── Selected extract ──
While it may not necessary for everyone, detox may be an important first step for some of the people working toward recovery.

Is It Dangerous to Detox from Drugs or Alcohol at Home?

Can you detox at home? It may be dangerous to detox from drugs or alcohol at home, depending on the substance of abuse and the withdrawal symptom risks. Completing detox from drugs and alcohol at home is only a viable option for substances that don’t produce particularly dangerous withdrawal symptoms.

What Are the Risks of At-Home Drug or Alcohol Detox?

Is it safe to detox at home? While there may be relatively few expected medical dangers with certain substances, some unexpected dangers of detoxing at home may arise. These risks and dangers may include:

  • Nausea and vomiting (Individuals can aspirate on their vomit, which can be fatal.).
  • Severe discomfort.
  • Seizures.

Inadequately managed withdrawal can sometimes negatively affect one’s mental health, resulting in:1,3

  • Anxiety.
  • Anger and irritability.
  • Depression and suicidal thoughts.
  • Hopelessness.
  • Delusional thinking and paranoia.
  • Hallucinations.

Is At-Home Drug or Alcohol Detox Ever Safe?

Is it dangerous to detox at home? Completing detox from drugs and alcohol at home is only a viable option for substances that don’t produce particularly dangerous withdrawal symptoms.

Remember, however, that while there may be relatively few expected medical dangers, some unexpected dangers may arise, including several medical complications that can occur during detox.

The uncomfortable nature of withdrawal symptoms and the presence of accompanying substance cravings can contribute to relapse or a return to drug or alcohol use when withdrawal symptoms aren’t managed.3 Drug cravings can be immensely difficult to resist when withdrawal feels too uncomfortable to handle. Getting professional support can make a big difference in preventing relapse and making it to the next step of treatment.

Detoxing from drugs and alcohol can take place in a number of settings, and while it may be tempting to try it at home, medically supervised detoxification can help minimize unpleasant withdrawal symptoms and address any withdrawal complications that arise—keeping a person as safe and comfortable as possible during detox.

How Does Detoxing from Drugs and Alcohol Work?

Detoxification includes a set of interventions aimed at managing acute intoxication and symptoms of withdrawal.1 During this phase, toxins are cleared from the bodies of those who are intoxicated and/or dependent on drugs or alcohol.1

What Happens During Medical Detox for Drugs or Alcohol?

Are you wondering how to detox safely? To begin a safe detox from drugs or alcohol, be sure to consult with a medical professional—preferably one with addiction treatment or withdrawal management experience. This specialist can provide a thorough assessment of your status and risks.

Medical detox is a safe way to withdraw from substances and may involve various interventions to ease the discomfort and dangers associated with drug withdrawal.1,2  For the safety and comfort of the recovering individual, drug detox often takes place under the care of a team of trained professionals able to medically manage the withdrawal period.1,2

Fortunately, when it comes to types of drug and alcohol detox, medically assisted or medically supervised detox can take place in a number of inpatient and outpatient settings.
───
── Provided records ──
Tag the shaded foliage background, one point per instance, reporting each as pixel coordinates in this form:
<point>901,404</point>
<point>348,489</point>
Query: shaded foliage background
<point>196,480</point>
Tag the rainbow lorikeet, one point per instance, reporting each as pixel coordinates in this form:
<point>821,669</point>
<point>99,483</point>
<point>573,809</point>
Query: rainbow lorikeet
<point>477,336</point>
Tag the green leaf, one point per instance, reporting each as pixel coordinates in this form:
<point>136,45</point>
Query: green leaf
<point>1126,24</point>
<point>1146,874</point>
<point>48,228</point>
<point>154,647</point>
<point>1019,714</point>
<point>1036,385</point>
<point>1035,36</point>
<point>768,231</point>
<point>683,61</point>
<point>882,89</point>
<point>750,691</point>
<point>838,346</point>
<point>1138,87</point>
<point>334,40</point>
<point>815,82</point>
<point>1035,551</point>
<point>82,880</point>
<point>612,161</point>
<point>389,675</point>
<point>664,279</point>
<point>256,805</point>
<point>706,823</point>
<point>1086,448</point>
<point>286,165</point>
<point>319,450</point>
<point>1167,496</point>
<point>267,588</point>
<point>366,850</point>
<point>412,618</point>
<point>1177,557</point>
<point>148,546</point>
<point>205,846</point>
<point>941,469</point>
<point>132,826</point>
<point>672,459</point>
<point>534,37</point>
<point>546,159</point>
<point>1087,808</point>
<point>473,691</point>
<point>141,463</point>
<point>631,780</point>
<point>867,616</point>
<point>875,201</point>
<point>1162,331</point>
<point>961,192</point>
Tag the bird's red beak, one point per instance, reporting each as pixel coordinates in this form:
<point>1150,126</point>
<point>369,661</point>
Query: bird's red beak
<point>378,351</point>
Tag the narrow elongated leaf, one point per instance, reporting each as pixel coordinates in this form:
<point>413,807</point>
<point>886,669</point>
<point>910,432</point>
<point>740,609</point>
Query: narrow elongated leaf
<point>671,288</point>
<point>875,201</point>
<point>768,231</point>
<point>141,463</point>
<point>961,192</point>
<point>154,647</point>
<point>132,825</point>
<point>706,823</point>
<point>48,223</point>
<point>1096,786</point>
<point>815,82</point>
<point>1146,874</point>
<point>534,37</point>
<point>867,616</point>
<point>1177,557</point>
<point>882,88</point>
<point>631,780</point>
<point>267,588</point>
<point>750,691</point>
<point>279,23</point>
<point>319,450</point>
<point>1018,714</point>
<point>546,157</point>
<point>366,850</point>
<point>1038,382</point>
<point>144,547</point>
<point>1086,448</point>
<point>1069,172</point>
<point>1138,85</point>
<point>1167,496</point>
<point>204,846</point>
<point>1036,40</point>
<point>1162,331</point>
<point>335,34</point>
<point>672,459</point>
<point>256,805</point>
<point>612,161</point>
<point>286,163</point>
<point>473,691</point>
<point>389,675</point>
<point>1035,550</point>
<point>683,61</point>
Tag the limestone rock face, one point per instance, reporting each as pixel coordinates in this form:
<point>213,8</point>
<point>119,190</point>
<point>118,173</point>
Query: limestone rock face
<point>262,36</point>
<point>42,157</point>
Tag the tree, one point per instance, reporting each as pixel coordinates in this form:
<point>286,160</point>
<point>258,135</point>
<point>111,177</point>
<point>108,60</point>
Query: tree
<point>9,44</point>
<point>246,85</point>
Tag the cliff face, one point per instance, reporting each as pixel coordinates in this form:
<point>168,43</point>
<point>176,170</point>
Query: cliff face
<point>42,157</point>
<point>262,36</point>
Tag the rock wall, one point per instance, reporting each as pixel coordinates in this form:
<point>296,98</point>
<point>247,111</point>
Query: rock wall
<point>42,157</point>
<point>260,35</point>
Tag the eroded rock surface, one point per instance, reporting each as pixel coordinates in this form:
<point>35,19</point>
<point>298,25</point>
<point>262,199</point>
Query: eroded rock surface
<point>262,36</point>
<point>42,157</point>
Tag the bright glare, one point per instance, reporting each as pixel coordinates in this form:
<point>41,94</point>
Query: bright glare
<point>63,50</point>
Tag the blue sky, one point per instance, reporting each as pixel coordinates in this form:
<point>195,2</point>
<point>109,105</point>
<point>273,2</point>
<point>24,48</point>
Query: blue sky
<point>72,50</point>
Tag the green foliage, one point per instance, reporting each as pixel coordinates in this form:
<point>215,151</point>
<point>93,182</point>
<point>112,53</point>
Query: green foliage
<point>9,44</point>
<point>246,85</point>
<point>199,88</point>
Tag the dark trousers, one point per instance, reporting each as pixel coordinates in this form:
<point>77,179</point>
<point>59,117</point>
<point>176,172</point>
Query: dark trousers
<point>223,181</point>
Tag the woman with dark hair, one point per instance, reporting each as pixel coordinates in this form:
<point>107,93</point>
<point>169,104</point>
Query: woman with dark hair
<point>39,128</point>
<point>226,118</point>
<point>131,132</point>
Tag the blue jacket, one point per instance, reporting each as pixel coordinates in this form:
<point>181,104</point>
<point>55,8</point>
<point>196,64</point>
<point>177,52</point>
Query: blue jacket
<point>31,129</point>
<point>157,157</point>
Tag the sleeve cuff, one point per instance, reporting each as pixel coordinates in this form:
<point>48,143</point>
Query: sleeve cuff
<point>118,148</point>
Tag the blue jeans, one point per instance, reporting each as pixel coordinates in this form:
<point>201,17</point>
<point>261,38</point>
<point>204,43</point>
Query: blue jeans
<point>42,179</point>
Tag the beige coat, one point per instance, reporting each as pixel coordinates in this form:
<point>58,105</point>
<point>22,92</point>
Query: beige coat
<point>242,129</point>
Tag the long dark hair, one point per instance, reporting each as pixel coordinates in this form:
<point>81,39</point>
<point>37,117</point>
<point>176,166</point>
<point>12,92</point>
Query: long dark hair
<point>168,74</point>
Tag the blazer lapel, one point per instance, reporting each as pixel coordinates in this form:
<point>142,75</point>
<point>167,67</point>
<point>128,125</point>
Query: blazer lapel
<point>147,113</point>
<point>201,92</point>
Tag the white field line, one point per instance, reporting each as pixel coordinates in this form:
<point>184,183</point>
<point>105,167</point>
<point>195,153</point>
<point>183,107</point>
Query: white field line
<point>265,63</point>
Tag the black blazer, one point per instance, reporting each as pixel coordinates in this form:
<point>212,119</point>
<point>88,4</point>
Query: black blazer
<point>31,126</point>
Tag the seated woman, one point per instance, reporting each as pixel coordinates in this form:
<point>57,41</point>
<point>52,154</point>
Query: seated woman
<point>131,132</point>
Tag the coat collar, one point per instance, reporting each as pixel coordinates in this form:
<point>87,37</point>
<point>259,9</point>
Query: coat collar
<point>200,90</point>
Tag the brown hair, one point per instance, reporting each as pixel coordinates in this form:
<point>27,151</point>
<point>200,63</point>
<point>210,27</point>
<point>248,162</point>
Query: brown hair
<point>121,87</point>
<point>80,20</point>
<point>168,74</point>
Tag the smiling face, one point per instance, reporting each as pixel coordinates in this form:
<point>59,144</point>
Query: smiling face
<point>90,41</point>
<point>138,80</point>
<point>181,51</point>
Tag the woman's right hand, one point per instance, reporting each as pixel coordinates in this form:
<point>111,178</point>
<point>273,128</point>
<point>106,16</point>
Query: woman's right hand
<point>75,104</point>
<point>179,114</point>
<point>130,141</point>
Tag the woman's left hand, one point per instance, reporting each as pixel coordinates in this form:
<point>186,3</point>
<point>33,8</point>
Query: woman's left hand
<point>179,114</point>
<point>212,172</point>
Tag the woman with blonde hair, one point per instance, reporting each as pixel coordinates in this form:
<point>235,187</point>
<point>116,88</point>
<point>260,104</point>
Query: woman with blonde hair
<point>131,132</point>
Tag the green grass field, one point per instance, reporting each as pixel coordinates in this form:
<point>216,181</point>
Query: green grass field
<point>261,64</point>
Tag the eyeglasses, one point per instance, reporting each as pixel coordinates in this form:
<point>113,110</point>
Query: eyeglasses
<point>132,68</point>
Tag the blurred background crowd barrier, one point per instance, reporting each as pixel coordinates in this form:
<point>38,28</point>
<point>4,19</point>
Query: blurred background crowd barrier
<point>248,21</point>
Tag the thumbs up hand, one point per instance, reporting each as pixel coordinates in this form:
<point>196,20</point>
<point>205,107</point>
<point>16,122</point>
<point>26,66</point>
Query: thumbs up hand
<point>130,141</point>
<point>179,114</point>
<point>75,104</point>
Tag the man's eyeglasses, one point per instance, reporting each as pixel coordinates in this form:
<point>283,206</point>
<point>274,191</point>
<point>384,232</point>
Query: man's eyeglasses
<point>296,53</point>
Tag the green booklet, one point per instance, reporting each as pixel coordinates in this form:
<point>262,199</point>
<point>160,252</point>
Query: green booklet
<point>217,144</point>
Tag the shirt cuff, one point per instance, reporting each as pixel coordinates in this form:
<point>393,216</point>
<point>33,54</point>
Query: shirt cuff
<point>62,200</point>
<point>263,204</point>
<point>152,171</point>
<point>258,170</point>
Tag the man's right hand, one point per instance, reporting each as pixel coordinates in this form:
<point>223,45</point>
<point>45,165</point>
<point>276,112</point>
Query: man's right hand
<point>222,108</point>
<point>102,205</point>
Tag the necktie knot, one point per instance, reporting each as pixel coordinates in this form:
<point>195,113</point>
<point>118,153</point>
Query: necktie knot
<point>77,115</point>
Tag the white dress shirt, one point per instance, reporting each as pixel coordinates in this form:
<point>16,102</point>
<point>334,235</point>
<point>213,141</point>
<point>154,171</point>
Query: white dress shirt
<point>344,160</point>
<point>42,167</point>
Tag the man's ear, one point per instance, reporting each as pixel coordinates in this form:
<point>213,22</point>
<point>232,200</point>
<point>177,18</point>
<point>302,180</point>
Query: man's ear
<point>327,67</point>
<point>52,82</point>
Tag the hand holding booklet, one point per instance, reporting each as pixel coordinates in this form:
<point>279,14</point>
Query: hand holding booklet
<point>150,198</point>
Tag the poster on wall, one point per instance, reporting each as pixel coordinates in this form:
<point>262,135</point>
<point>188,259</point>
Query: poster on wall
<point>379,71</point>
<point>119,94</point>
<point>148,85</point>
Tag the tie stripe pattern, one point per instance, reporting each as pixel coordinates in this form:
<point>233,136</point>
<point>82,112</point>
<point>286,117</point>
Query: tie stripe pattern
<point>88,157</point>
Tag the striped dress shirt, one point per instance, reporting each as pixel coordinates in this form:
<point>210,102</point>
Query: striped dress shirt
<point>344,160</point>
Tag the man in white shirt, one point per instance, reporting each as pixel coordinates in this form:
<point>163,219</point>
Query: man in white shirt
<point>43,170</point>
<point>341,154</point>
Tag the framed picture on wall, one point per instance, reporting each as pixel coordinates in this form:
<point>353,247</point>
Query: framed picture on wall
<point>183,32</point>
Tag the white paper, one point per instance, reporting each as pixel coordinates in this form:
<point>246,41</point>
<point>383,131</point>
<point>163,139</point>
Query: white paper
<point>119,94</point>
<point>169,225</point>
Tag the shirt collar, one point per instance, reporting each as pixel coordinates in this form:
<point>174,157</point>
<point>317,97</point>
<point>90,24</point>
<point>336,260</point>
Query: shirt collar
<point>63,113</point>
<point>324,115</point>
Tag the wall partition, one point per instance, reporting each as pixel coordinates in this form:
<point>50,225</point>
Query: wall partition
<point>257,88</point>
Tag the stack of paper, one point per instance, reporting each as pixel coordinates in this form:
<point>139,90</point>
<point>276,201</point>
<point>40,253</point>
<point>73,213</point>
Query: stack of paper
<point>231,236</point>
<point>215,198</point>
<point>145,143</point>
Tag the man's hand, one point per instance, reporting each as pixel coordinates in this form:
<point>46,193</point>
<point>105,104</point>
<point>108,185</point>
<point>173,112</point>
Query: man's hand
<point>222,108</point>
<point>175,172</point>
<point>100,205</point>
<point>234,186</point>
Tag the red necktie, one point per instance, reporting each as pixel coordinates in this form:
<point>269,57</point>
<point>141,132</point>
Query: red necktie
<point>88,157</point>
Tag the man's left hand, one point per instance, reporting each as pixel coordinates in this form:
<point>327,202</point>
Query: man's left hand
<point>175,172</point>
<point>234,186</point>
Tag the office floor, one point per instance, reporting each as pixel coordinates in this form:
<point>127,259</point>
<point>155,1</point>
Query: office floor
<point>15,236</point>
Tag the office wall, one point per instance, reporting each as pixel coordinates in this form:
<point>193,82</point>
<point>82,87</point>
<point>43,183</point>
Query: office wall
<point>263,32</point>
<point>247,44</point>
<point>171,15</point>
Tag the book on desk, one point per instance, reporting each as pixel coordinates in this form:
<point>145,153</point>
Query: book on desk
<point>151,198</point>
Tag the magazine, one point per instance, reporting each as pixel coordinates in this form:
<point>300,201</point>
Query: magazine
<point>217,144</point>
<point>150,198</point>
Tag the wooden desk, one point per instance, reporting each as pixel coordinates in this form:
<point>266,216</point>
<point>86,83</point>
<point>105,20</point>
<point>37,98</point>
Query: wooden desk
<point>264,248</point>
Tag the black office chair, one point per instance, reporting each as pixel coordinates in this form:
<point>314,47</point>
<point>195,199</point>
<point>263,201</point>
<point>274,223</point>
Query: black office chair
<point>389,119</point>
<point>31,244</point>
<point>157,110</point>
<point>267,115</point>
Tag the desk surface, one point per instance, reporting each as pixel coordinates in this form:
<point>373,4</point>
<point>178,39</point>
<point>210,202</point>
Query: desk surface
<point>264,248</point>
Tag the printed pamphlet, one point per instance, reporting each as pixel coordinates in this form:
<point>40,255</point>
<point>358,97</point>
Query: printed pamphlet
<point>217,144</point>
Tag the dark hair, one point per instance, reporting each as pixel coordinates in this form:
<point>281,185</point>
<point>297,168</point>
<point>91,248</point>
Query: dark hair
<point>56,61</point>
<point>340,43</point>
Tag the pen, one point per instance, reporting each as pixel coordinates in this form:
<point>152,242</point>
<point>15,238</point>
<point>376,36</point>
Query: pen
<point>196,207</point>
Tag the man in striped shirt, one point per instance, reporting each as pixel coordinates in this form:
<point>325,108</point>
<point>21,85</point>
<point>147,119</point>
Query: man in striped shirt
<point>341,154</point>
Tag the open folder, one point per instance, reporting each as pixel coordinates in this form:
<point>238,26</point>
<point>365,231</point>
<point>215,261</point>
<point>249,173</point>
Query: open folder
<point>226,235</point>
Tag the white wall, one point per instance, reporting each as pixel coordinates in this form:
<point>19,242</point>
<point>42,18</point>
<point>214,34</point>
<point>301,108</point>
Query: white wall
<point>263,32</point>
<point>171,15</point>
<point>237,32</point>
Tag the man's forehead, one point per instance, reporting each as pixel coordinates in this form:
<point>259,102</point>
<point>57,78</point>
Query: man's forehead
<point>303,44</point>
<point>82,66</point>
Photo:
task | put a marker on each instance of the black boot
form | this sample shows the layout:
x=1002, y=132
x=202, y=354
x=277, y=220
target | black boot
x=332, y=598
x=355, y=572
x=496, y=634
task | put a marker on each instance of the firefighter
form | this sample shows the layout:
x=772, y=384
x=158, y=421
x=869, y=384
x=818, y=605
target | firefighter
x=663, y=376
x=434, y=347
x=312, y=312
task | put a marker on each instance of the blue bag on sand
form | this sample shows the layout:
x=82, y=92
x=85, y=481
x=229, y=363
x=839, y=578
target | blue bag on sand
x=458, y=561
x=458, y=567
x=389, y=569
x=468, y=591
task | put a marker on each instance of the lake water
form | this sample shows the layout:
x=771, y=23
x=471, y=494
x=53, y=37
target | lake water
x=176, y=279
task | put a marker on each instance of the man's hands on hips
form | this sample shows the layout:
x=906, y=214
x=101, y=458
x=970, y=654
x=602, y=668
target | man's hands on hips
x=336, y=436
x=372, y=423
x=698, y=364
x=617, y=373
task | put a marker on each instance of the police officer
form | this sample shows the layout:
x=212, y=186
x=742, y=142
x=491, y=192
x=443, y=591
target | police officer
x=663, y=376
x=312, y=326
───
Questions:
**1.** In the article on at-home detox, why can withdrawal that isn't managed lead to relapse? Answer in one to three sentences.
**2.** Extract the passage of the article on at-home detox from "Remember, however, that" up to and including "occur during detox.", copying it word for word.

Answers to each task:
**1.** Withdrawal symptoms are uncomfortable and come with substance cravings, and together these can push a person back to drug or alcohol use when the symptoms aren't managed. Cravings can be immensely difficult to resist when withdrawal feels too uncomfortable to handle.

**2.**
Remember, however, that while there may be relatively few expected medical dangers, some unexpected dangers may arise, including several medical complications that can occur during detox.